Content starts

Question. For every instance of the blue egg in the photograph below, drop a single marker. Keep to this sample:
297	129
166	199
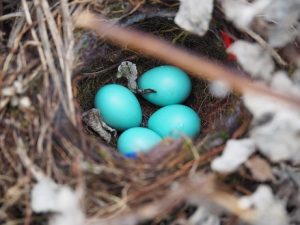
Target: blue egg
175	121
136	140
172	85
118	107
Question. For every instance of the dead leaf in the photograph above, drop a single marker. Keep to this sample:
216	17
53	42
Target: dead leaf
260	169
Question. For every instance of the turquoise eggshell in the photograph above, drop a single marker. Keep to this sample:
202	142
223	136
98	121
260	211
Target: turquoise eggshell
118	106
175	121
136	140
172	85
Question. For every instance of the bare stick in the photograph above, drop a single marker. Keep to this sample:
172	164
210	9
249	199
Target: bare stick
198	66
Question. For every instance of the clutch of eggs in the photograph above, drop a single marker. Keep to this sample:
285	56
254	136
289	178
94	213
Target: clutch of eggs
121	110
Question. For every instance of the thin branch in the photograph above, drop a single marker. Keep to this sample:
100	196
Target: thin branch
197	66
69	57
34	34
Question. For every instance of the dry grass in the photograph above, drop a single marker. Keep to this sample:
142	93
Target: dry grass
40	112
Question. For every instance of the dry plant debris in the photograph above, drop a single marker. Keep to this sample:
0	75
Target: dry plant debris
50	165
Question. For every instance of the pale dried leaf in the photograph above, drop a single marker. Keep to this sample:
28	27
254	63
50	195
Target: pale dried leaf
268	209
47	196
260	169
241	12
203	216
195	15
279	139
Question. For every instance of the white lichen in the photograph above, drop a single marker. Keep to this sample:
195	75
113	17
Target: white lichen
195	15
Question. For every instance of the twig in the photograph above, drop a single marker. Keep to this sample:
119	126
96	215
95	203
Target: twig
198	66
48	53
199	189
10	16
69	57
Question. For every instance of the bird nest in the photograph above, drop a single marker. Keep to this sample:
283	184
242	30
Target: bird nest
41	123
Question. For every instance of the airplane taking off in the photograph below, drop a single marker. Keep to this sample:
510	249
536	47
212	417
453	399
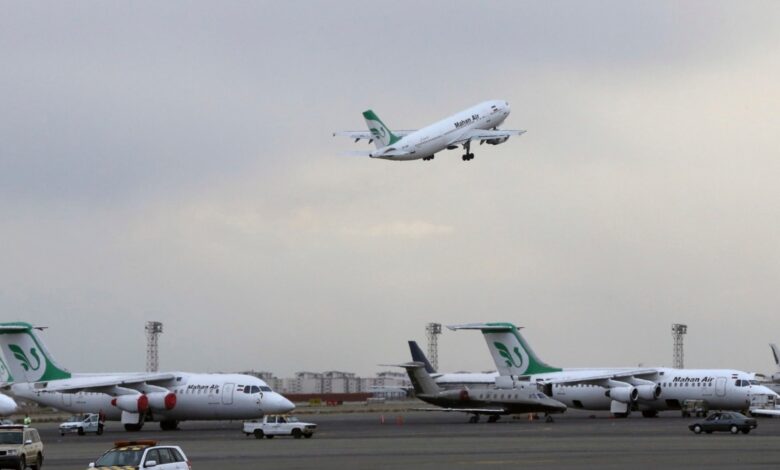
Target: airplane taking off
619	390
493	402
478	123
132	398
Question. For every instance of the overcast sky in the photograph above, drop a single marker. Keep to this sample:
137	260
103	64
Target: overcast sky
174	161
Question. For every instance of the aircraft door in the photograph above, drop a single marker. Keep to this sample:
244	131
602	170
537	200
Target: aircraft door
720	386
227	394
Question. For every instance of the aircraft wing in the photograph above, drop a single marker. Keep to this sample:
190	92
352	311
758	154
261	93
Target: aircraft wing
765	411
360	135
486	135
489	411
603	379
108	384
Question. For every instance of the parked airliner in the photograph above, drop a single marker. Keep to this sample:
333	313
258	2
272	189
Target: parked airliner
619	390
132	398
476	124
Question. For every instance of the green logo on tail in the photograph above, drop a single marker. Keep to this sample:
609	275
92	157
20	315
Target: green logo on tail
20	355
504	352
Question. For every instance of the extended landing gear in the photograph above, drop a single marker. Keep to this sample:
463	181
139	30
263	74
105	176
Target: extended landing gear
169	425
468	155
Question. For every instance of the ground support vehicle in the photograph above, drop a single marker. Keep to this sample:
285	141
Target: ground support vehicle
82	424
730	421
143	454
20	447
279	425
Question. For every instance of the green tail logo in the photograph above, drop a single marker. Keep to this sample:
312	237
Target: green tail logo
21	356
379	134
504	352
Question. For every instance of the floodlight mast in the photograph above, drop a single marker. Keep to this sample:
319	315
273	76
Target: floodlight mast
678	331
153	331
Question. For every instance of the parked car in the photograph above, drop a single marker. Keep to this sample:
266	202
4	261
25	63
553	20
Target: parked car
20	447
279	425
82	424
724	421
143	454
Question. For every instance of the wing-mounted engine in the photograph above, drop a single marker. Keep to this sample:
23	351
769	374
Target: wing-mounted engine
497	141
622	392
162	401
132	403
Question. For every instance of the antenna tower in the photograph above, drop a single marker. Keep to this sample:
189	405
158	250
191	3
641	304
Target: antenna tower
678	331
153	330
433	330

Content ends

**AIM OF THE EXERCISE:**
After identifying the lines above that contain "below", copy each one.

**THE ANSWER:**
Question. For every instance of the blue egg in the photograph below, drop a single marker. Keep to this sample:
Question. For every instance of the airplane taking off in the photograph below, drop a single marker. Keep to this sample:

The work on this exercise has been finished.